(Information shown):

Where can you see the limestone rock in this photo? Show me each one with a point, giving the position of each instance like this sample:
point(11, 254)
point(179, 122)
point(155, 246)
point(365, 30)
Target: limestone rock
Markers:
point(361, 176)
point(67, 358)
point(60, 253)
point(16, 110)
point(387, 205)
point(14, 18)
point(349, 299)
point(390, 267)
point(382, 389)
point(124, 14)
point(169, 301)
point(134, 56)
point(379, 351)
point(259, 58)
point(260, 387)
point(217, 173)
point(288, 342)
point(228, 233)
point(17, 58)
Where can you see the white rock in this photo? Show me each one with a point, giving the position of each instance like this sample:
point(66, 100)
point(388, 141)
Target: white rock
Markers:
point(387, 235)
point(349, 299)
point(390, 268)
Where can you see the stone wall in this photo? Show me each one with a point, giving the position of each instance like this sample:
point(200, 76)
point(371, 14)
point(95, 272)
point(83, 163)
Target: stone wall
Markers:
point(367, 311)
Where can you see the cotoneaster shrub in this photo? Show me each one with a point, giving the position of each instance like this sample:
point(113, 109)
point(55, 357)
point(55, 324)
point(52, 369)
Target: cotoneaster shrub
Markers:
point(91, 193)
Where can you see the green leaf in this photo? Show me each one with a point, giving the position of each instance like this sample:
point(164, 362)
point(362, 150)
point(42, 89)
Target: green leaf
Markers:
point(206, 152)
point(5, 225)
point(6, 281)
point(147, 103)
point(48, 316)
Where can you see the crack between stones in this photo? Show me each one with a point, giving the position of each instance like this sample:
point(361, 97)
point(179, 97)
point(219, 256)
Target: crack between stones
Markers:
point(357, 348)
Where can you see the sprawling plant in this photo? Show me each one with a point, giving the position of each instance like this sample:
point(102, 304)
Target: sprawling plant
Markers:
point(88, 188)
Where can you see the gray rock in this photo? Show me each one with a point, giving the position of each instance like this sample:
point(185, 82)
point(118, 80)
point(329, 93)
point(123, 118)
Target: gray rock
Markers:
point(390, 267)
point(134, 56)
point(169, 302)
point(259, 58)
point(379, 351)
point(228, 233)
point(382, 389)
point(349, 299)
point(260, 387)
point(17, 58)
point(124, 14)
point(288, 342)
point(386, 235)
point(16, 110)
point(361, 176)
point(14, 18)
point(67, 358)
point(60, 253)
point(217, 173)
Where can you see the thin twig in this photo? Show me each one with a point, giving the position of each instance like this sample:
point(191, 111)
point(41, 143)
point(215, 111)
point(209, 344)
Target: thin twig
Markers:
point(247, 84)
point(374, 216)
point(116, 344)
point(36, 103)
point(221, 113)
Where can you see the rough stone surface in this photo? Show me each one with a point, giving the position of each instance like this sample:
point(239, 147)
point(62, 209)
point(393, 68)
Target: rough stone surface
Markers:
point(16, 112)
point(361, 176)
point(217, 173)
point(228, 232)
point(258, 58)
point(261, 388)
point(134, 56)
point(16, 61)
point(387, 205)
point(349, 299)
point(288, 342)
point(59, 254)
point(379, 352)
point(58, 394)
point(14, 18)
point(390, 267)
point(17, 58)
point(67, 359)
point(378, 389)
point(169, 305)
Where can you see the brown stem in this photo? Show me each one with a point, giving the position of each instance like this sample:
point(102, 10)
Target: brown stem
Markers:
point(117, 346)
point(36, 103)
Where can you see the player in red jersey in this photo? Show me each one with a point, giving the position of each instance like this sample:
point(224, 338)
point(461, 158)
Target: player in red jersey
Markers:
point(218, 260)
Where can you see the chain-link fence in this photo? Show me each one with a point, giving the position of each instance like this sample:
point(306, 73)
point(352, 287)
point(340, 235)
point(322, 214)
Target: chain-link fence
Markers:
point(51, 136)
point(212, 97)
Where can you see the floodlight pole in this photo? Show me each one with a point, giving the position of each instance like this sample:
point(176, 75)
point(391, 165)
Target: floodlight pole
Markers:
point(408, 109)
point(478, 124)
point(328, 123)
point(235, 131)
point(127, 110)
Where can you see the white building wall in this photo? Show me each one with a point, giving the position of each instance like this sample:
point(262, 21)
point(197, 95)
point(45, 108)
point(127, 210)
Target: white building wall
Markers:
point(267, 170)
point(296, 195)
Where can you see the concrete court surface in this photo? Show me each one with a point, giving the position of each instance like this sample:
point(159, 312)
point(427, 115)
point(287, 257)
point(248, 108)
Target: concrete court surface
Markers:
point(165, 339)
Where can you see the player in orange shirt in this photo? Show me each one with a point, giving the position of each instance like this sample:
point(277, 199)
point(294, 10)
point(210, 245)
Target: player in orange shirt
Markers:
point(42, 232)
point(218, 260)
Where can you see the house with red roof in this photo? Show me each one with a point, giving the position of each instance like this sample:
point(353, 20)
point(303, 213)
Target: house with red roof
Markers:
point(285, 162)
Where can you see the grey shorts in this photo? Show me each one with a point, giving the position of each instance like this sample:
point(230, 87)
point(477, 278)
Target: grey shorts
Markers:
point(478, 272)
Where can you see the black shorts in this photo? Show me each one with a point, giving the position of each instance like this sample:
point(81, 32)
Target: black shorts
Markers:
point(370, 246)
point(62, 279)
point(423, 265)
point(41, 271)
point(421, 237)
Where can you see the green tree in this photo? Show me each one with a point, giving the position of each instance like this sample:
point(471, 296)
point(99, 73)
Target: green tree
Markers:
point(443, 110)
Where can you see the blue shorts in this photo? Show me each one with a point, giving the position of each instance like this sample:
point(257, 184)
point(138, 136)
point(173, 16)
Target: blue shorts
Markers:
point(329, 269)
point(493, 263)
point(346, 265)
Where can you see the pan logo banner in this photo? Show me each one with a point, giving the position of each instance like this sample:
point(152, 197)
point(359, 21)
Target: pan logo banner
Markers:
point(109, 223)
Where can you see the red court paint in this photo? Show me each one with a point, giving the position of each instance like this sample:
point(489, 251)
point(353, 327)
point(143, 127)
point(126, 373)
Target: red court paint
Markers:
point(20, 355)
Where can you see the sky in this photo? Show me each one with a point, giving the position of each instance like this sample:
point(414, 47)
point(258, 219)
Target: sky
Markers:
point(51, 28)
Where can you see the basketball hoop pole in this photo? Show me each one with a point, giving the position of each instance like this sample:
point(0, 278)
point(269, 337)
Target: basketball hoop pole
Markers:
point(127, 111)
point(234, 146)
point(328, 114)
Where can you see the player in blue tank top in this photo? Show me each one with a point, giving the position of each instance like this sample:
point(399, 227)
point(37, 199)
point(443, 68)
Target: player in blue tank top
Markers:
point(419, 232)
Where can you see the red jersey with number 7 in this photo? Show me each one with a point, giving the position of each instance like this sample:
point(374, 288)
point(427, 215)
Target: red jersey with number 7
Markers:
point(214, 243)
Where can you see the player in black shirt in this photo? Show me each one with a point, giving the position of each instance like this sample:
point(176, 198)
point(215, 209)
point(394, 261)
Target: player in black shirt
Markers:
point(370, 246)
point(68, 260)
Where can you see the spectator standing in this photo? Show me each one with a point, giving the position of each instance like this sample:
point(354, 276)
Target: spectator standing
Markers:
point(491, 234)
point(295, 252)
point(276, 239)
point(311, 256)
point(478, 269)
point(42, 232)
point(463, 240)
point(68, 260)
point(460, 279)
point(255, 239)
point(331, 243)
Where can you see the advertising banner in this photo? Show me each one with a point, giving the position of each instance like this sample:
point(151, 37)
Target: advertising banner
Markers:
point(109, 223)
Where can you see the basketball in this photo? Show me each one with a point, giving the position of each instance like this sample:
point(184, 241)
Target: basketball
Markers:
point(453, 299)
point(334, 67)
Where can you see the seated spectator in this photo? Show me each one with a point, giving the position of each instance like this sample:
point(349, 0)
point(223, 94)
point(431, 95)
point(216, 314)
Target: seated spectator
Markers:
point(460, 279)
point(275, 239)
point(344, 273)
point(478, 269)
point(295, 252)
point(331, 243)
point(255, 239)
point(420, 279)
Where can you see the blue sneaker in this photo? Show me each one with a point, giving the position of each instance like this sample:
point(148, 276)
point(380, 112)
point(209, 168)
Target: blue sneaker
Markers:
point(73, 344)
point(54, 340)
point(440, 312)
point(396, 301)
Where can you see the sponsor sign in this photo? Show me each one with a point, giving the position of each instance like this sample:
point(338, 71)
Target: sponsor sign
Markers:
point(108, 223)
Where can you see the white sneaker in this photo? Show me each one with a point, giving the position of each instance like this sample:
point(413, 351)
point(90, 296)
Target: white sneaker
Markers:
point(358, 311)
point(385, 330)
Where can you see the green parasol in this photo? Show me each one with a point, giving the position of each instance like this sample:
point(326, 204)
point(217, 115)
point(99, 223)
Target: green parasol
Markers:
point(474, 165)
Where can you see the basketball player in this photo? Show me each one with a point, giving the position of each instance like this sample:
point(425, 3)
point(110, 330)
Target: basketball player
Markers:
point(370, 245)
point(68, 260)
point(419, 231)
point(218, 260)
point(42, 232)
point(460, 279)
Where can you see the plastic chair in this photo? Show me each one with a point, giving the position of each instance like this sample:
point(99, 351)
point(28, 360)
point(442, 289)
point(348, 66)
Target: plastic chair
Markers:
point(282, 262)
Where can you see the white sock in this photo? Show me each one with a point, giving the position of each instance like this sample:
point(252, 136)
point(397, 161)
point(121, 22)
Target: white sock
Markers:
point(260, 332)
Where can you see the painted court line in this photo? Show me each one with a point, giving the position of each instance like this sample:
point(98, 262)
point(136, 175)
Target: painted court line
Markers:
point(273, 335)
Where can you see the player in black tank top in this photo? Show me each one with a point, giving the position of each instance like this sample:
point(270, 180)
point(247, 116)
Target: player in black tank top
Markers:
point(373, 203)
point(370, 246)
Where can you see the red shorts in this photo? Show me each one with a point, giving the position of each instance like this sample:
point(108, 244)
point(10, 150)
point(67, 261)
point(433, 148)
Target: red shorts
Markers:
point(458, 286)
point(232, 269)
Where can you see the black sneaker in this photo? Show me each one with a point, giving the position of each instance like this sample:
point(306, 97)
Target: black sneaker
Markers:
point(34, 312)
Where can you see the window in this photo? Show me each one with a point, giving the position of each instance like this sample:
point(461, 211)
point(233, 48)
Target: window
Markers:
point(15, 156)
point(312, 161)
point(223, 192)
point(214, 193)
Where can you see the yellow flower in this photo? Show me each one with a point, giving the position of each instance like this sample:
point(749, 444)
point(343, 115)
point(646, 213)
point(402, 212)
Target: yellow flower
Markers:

(Do this):
Put the lines of the records from the line containing "Where can you see the stone" through the line containing "point(48, 316)", both included, into a JSON list of strings, one string per line, leaving out any blank lines.

(Result below):
[
  "Where can you see the stone wall in this photo? Show me each one with a point, giving the position of each instance like this sample:",
  "point(200, 76)",
  "point(371, 14)",
  "point(95, 272)",
  "point(83, 163)",
  "Target: stone wall",
  "Markers:",
  "point(367, 311)",
  "Where can you see the cotoneaster shrub in this photo? Show me each one with a point, giving the position of each instance like this sample:",
  "point(113, 109)",
  "point(55, 357)",
  "point(55, 324)",
  "point(52, 369)",
  "Target: cotoneaster shrub",
  "Markers:",
  "point(91, 193)",
  "Where can you see the green leaf in this photo? Show me each one with a point, giving the position of each instance like this sample:",
  "point(164, 362)",
  "point(362, 150)",
  "point(42, 89)",
  "Target: green leaf",
  "Markers:",
  "point(206, 152)",
  "point(5, 225)",
  "point(6, 281)",
  "point(147, 103)",
  "point(48, 316)"
]